WORK INSTRUCTIONS: Transcribe the excerpt on Cicero, Aristotle, and political rhetoric word for word, from "The Ciceronian Tradition" to "All rights reserved.".

TEXT PASSAGE:

The Ciceronian Tradition of Political Morality


By Gary A. Remer

The University of Chicago Press

Copyright © 2017 The University of Chicago
All rights reserved.
ISBN: 978-0-226-43933-4



CHAPTER 1

Rhetoric, Emotional Manipulation, and Morality: The Contemporary Relevance of Cicero vis-à-vis Aristotle


Responding to the long-standing criticism of political rhetoric as inherently manipulative — used by politicians to control the citizenry through undue emotional appeals — scholars have turned to Aristotle's Rhetoric for what they see as a nonmanipulative, morally acceptable conception of political rhetoric. As already stated in the introduction, I look to the less obvious rhetorical thinker, Cicero — so easily portrayed, based on his own words, as a master of emotional manipulation — for a moral conception of rhetoric. In this chapter, I evaluate the two rhetoricians' approaches to morality, rhetoric, and the emotions, specifically emotional manipulation, making use of Nathaniel Klemp's (2011) two conditions of manipulation: first, that it requires the use of hidden or irrational force to affect another's choices; and, second, that it is intentional (62–64). I consider two moral breaches stemming from emotional manipulation. The first moral breach — consequentialist, exemplified by Plato in the introduction — is when politicians, in manipulating an audience's emotions, hinder their listeners from recognizing what is good or beneficial. The second moral breach — nonconsequentialist, represented by Kant in the introduction — is when politicians manipulate their listeners rhetorically, thereby undermining their listeners' autonomy.


Describing the Rhetorical Emotions

Aristotle

Toward the beginning of the Rhetoric, Aristotle delineates three pisteis (singular: pistis) or means of persuasion" that are entechnic (i.e., "artful"), that the speaker "invents" to persuade the audience. (Atechnic [i.e., "nonartful"] pisteis are preexisting proofs not created by the speaker, e.g., witnesses, testimony of slaves taken under torture, contracts.) The three pisteis are (1) ethos, the means of persuasion that "are in the character of the speaker"; (2) pathos, in which there is persuasion "through the hearers when they are led to feel emotion by the speech"; and (3) logos, or proof based on rational arguments (Aristotle 1991, 1.2; Wisse 1989, 13–17).

EXCERPTED DATA:
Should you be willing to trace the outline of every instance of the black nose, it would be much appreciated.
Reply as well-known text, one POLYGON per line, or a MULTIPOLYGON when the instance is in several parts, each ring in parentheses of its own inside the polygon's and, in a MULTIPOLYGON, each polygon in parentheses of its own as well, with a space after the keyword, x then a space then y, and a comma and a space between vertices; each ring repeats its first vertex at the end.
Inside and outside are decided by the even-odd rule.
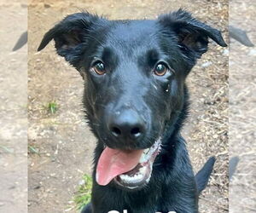
POLYGON ((108 129, 115 137, 137 139, 144 134, 145 124, 137 112, 125 110, 112 116, 108 129))

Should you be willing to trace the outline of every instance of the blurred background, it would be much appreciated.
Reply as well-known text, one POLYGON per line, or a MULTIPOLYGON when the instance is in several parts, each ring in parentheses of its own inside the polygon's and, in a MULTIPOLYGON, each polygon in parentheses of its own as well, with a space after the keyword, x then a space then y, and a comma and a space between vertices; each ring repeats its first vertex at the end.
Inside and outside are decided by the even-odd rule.
MULTIPOLYGON (((255 43, 256 10, 254 2, 249 2, 2 0, 0 212, 17 209, 27 212, 26 206, 32 213, 78 212, 90 199, 96 139, 84 116, 84 82, 55 54, 53 43, 37 52, 44 34, 55 23, 83 9, 109 19, 154 19, 181 7, 219 29, 227 43, 229 24, 242 29, 255 43)), ((209 186, 200 198, 200 212, 256 209, 255 170, 252 170, 256 162, 253 106, 256 50, 236 40, 230 40, 230 49, 211 41, 209 51, 187 80, 191 107, 183 134, 195 171, 210 156, 217 157, 209 186), (229 153, 239 159, 230 178, 230 206, 229 153)))

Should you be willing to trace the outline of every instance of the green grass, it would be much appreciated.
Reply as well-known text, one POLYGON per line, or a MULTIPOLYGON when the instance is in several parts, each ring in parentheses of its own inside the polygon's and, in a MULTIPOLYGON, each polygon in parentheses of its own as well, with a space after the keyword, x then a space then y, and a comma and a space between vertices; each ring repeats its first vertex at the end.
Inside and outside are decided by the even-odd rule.
POLYGON ((47 108, 51 114, 55 114, 58 109, 57 103, 55 101, 49 102, 47 108))
POLYGON ((76 204, 77 210, 81 210, 81 209, 90 201, 92 178, 85 174, 83 176, 83 180, 84 181, 84 183, 80 185, 73 199, 76 204))

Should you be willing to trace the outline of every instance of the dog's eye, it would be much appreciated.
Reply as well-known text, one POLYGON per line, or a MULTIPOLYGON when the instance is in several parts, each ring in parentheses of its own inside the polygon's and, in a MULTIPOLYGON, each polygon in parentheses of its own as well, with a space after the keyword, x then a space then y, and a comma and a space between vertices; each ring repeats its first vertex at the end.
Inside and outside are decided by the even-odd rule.
POLYGON ((154 73, 157 76, 164 76, 168 71, 168 68, 166 65, 164 65, 163 63, 159 63, 154 70, 154 73))
POLYGON ((93 71, 98 75, 103 75, 106 72, 105 66, 102 62, 98 61, 92 66, 93 71))

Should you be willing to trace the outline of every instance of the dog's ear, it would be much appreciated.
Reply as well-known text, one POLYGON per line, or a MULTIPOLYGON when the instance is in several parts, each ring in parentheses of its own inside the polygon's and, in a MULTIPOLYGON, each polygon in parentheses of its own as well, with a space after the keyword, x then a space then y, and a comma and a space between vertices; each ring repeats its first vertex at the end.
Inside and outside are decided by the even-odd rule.
POLYGON ((219 31, 194 19, 183 9, 163 14, 158 18, 158 21, 174 32, 183 49, 193 51, 198 58, 207 52, 208 37, 222 47, 227 46, 219 31))
POLYGON ((87 12, 67 16, 45 33, 38 51, 43 49, 52 39, 55 40, 58 55, 76 66, 77 60, 82 54, 83 43, 92 25, 100 18, 87 12))

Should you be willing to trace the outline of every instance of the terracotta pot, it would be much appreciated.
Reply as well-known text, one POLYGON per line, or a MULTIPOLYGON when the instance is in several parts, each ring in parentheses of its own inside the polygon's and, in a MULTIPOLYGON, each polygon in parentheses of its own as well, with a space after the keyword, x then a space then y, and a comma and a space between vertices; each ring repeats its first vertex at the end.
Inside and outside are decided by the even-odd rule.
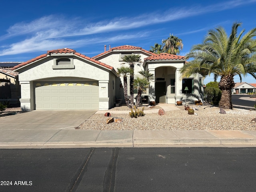
POLYGON ((190 108, 188 110, 188 114, 189 115, 194 115, 194 109, 190 108))
POLYGON ((177 105, 182 105, 182 101, 177 101, 176 102, 177 103, 177 105))
POLYGON ((151 106, 154 106, 156 105, 156 102, 154 101, 150 101, 149 104, 151 106))

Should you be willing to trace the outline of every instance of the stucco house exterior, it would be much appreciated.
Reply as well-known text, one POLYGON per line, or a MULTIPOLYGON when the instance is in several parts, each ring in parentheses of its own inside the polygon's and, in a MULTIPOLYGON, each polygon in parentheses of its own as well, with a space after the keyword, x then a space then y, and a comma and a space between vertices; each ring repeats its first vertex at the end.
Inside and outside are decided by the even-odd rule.
POLYGON ((234 87, 232 88, 232 93, 239 94, 240 93, 255 93, 256 87, 255 84, 250 84, 246 82, 236 83, 234 87))
POLYGON ((143 96, 149 96, 156 103, 173 104, 187 96, 202 100, 202 77, 180 78, 185 57, 156 54, 125 45, 108 50, 105 46, 103 52, 92 58, 69 48, 52 50, 14 66, 11 70, 19 74, 21 107, 24 110, 108 109, 124 98, 123 78, 118 76, 116 70, 122 64, 128 66, 122 57, 130 54, 141 57, 141 64, 134 68, 135 78, 141 75, 138 72, 142 69, 155 77, 143 96))
POLYGON ((20 86, 18 73, 11 70, 10 67, 20 63, 21 62, 0 62, 0 102, 3 104, 19 105, 20 86))

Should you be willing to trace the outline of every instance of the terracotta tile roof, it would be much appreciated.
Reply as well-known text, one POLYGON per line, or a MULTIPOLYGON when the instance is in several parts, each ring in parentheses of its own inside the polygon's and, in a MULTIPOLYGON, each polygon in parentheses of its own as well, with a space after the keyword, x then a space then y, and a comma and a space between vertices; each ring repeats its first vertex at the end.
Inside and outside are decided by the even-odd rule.
POLYGON ((0 67, 11 68, 18 65, 23 62, 0 62, 0 67))
POLYGON ((132 46, 130 45, 123 45, 122 46, 119 46, 118 47, 114 47, 111 48, 110 50, 106 51, 103 53, 99 54, 96 56, 94 56, 92 57, 93 58, 97 58, 102 55, 104 55, 108 53, 113 51, 114 50, 140 50, 141 51, 148 53, 152 55, 156 55, 156 54, 153 53, 150 51, 147 51, 146 50, 142 49, 141 47, 136 47, 135 46, 132 46))
POLYGON ((168 53, 163 53, 158 55, 156 55, 150 57, 147 57, 144 59, 144 60, 185 60, 184 56, 173 55, 168 53))
POLYGON ((256 87, 256 83, 250 83, 250 84, 254 87, 256 87))
POLYGON ((11 70, 10 68, 4 68, 0 67, 0 72, 10 75, 13 77, 16 77, 19 74, 19 73, 11 70))
POLYGON ((17 69, 20 67, 22 67, 22 66, 24 66, 25 65, 27 65, 30 63, 32 62, 34 62, 37 60, 39 60, 39 59, 42 59, 42 58, 44 58, 45 57, 46 57, 48 56, 50 56, 51 54, 53 53, 73 53, 74 54, 77 55, 79 57, 82 57, 82 58, 84 58, 86 59, 89 60, 90 61, 92 61, 92 62, 94 62, 94 63, 96 63, 99 65, 100 65, 102 66, 104 66, 107 68, 108 68, 109 69, 112 70, 113 69, 113 67, 111 67, 109 65, 105 64, 104 63, 100 62, 97 60, 95 60, 94 59, 93 59, 92 58, 88 57, 86 56, 85 55, 83 55, 77 52, 75 50, 71 49, 69 49, 68 48, 64 48, 63 49, 56 49, 54 50, 51 50, 50 51, 48 51, 47 53, 45 54, 43 54, 42 55, 41 55, 38 57, 36 57, 36 58, 34 58, 28 61, 26 61, 26 62, 24 62, 23 63, 21 63, 16 66, 14 66, 14 67, 11 68, 12 70, 14 70, 17 69))

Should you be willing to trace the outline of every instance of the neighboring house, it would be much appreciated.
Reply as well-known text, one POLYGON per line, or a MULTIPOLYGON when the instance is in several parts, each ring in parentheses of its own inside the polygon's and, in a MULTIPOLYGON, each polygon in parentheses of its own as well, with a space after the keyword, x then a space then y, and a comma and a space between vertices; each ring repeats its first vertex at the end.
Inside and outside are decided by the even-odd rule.
POLYGON ((155 76, 144 96, 157 103, 174 104, 187 96, 202 100, 202 76, 180 79, 184 56, 157 55, 125 45, 108 51, 105 47, 104 52, 92 58, 68 48, 52 50, 14 66, 11 69, 19 72, 21 107, 24 110, 109 109, 124 98, 123 78, 117 76, 116 70, 124 63, 122 57, 130 54, 141 56, 141 65, 134 67, 135 78, 142 69, 155 76))
POLYGON ((232 93, 255 93, 256 90, 256 84, 249 84, 245 82, 236 83, 235 86, 232 88, 232 93))
POLYGON ((20 86, 18 72, 10 69, 22 62, 0 62, 0 102, 19 106, 20 86))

RESULT OF THIS EXERCISE:
The Ciceronian Tradition of Political Morality


By Gary A. Remer

The University of Chicago Press

Copyright © 2017 The University of Chicago
All rights reserved.